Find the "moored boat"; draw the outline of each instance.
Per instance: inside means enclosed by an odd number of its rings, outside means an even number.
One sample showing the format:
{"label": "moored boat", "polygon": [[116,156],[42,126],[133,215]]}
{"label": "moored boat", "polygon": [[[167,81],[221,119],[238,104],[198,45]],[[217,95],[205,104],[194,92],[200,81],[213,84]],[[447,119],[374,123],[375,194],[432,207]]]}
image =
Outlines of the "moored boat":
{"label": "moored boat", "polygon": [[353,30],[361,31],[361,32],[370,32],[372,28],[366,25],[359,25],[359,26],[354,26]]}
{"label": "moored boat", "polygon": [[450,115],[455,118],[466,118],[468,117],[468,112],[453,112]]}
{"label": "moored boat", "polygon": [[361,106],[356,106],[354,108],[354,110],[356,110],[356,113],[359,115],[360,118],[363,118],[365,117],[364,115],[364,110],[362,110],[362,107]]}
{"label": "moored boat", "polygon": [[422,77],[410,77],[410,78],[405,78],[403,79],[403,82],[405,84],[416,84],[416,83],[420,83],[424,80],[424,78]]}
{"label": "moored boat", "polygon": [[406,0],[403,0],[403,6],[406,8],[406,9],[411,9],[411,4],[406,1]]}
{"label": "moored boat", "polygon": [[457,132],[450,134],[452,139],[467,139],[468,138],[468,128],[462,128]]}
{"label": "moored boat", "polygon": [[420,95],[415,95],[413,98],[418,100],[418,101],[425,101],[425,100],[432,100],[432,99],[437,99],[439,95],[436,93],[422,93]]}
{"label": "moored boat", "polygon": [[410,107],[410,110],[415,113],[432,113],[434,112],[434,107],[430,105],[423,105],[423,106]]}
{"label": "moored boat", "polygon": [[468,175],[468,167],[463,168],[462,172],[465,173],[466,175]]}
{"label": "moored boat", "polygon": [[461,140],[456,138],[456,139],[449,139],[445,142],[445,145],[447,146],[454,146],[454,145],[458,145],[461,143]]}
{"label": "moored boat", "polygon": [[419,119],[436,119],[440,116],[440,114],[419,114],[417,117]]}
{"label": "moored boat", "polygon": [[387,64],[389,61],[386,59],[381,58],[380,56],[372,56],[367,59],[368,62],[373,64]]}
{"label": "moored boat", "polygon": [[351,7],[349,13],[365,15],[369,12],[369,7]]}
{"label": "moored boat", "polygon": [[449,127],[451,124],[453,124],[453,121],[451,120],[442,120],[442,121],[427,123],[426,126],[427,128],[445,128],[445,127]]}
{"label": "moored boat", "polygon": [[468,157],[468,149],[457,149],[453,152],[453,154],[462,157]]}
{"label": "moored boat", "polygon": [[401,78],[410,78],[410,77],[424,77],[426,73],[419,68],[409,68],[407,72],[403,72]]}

§ **WORK REQUIRED**
Every line above that holds the string "instance" should be copied into the answer.

§ **WRITTEN RESPONSE**
Find the "moored boat"; draw the outline of each instance.
Per instance: inside means enclosed by an odd number of its rings, outside means an even number.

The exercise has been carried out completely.